=== Begin Enclosure ===

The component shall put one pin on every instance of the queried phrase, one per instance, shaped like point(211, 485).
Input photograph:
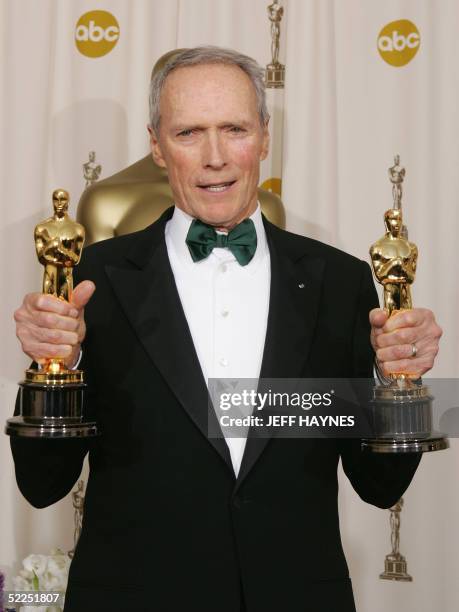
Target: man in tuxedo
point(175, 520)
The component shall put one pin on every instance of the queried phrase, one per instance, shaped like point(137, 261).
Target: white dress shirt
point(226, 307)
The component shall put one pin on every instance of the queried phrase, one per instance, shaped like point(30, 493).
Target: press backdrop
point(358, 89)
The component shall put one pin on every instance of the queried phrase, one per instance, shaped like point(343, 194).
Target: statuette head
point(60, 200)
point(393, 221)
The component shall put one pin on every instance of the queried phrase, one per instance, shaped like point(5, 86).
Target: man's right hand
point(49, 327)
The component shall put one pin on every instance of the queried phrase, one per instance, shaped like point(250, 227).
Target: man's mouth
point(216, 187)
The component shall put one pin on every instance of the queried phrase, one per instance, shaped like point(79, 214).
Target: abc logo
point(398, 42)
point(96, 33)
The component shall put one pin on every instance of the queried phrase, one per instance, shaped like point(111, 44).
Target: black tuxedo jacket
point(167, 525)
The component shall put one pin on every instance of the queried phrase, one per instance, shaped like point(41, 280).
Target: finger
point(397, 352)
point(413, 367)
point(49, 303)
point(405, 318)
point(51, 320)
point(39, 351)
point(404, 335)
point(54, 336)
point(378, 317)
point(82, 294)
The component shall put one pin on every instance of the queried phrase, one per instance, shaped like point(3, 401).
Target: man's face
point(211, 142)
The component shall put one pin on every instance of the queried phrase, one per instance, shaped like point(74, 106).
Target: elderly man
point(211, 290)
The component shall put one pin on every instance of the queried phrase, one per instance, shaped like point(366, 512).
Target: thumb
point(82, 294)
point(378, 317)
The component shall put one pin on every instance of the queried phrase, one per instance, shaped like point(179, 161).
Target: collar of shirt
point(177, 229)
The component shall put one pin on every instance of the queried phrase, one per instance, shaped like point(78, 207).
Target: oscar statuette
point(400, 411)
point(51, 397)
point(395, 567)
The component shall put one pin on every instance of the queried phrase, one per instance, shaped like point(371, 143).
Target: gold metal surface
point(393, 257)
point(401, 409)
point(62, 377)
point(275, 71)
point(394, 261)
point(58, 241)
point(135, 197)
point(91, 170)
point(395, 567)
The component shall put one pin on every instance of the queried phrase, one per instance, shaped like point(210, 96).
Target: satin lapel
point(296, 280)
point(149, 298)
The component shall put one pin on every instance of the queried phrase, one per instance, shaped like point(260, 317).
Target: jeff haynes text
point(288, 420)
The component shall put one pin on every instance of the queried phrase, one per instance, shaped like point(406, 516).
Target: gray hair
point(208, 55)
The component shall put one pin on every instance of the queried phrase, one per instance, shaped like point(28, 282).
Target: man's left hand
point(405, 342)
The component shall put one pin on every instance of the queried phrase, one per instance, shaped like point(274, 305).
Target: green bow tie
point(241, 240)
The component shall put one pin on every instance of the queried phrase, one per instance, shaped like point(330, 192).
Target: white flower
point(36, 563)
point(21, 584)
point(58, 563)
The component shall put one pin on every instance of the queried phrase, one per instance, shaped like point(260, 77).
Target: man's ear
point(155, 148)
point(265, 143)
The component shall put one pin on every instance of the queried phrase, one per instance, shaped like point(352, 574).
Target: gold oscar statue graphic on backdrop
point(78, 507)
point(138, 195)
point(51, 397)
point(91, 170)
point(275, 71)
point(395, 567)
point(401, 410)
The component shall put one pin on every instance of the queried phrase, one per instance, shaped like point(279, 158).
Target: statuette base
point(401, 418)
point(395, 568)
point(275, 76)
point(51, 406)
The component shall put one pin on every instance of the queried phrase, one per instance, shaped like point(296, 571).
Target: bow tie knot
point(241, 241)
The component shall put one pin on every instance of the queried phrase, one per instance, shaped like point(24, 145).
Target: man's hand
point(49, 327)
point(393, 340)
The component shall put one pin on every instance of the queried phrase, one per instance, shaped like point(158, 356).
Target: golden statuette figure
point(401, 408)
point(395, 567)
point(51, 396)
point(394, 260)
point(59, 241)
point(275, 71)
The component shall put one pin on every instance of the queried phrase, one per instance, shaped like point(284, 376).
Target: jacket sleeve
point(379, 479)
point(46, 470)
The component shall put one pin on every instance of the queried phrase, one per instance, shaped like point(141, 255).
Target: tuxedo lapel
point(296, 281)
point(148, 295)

=== End Enclosure ===

Please return only the lines above, starting at the line that has "like point(274, 305)." and ending at the line that has "like point(260, 77).", keeping both and leaving each one unchanged.

## Result of the task
The component shall put one pin on every instance of the queried phrase, one per instance, shaped like point(274, 305).
Target: green bow tie
point(241, 240)
The component shall put one pin on every instance of the queried phrase, one per instance, shaped like point(330, 192).
Target: white flower
point(36, 563)
point(21, 584)
point(58, 563)
The component shall put one pin on every instance of the queried phrase, one per instance, shaped like point(260, 77).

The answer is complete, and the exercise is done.